As the City continues to look for money and solutions, individuals and businesses continue to step up with new ideas. One of the latest has been taking place at Stanley Marketplace.
In January, Stanley opened a vacant retail space on Tuesdays for some of Colorado’s Venezuelan newcomers to sell their wares or teach their skills. During a Denver Public School snow day, salsa and bachata music filled the second-floor space while a Venezuelan woman led children in a dance class. Vendors sold everything from dog leashes made of discarded climbing ropes to hallaca, a traditional meat dish wrapped in banana leaves.
Downstairs, “Yupi the Clown” juggled and made balloon animals while wearing a bedazzled costume he created out of clothing foraged from donations. With a university degree in tourism, Jesús (Yupi’s real name) hopes to make a life in Denver that puts his education to work, but right now his circus school education from Caracas is proving more valuable.

-*-

[ASSIGNMENT]
Carry on the passage about Venezuelan newcomers at Stanley Marketplace from the point where it stops. The lines that come next are separate material with no connection to the passage about Venezuelan newcomers at Stanley Marketplace.

[RECORDED DATA]
-*-

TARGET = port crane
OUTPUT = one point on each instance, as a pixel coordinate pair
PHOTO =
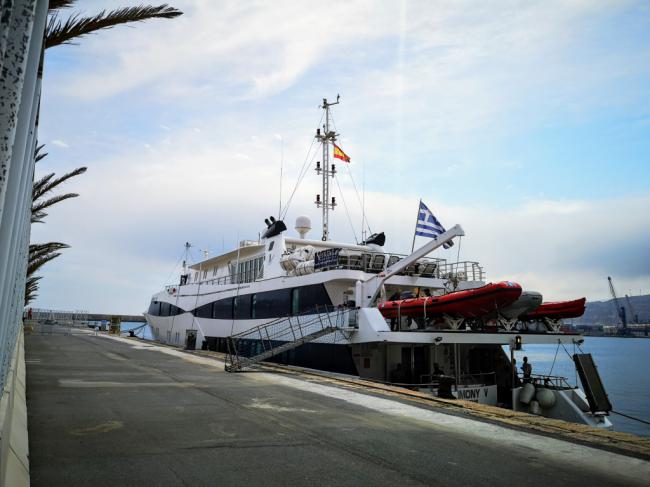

-*-

[ANSWER SECTION]
Volunteer Janesa Lockhart says the initiative began with some local members of a Facebook group (see January’s Front Porch story) who thought a pop-up shop would allow migrants to earn some income as they navigate the challenges of life in Denver. Though initially conceived as an outdoor venture, when the temperatures dropped, Stanley Marketplace stepped up. Behind each entrepreneur, Lockhart says, are a host of volunteers who helped provide a ride to get supplies, a space to cook, or a variety of other resources.
“Finding Their Way—A Migrant Fundraising Series” will continue as long as the vacant retail space isn’t rented. Many residents and migrants hope there can be additional entrepreneurial opportunities. The need will continue, certainly, as Denver’s flow of newcomers shows no sign of slowing.
House1000 Meets Goal But Much Work Remains
Mayor Mike Johnston met his campaign promise to get 1,000 people who were living on the streets into temporary housing by the end of 2023. According to city officials, the House1000 initiative closed ten encampments and placed 1,034 individuals in converted hotels, tiny home micro-communities, or permanent units. More than half of those people were sheltered in Northeast Denver, including in a tiny home village of 50 pallet shelters that opened in late December at 38th Ave. and Peoria St. Some Northeast Denver residents have raised concerns at town hall meetings that District 8 was bearing too much of the burden of providing temporary shelter.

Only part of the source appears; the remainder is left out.